>> start DATASET ROWS

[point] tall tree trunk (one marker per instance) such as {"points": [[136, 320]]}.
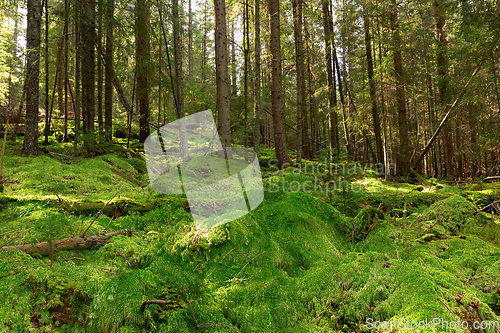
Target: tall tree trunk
{"points": [[299, 57], [47, 121], [234, 65], [332, 95], [179, 93], [143, 57], [100, 127], [109, 68], [246, 50], [34, 17], [312, 101], [403, 160], [88, 58], [190, 41], [276, 85], [373, 89], [440, 22], [78, 58], [222, 77], [66, 64], [257, 111], [13, 60], [159, 80], [204, 43]]}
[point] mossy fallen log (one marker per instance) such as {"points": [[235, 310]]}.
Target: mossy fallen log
{"points": [[65, 244]]}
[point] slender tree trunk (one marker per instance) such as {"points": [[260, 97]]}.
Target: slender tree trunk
{"points": [[159, 81], [442, 65], [344, 106], [257, 111], [190, 41], [234, 65], [332, 114], [78, 58], [204, 43], [66, 64], [34, 18], [299, 57], [312, 102], [404, 152], [373, 90], [47, 119], [99, 69], [246, 51], [143, 57], [176, 8], [222, 77], [88, 59], [276, 85], [13, 60], [109, 69]]}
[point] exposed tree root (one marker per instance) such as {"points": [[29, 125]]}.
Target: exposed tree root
{"points": [[72, 243]]}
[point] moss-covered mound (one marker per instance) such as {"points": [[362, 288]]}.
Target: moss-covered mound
{"points": [[348, 259]]}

>> end DATASET ROWS

STATED EXERCISE: Reproduce every line of the data above without changing anything, but leave out the pictures.

ANSWER TO THIS TASK:
[point] tall tree trunk (one marker per instance) such as {"points": [[136, 320]]}.
Target: tall tree trunk
{"points": [[299, 57], [47, 121], [234, 65], [332, 95], [179, 93], [143, 57], [100, 127], [109, 68], [246, 50], [34, 17], [312, 101], [403, 160], [88, 58], [190, 41], [276, 85], [373, 89], [440, 22], [78, 58], [222, 77], [66, 64], [257, 111], [13, 60], [159, 80], [204, 43]]}
[point] mossy fallen log (one marker per instance) such as {"points": [[235, 310]]}.
Target: mossy fallen log
{"points": [[65, 244]]}
[point] slender tree trunk (one marker per instance) such as {"points": [[260, 97]]}.
Target: slender tree trunk
{"points": [[159, 81], [442, 65], [344, 106], [257, 111], [190, 41], [234, 65], [332, 114], [78, 58], [204, 43], [66, 64], [34, 18], [299, 57], [312, 102], [404, 152], [373, 90], [47, 119], [99, 69], [246, 51], [143, 57], [176, 8], [222, 77], [88, 59], [276, 85], [13, 60], [109, 69]]}
[point] exposed tree root (one marker per instance) such as {"points": [[29, 125]]}.
Target: exposed tree root
{"points": [[72, 243]]}
[point] moss-covered mound (one marker per instance) such as {"points": [[362, 288]]}.
Target: moss-covered mound
{"points": [[348, 259]]}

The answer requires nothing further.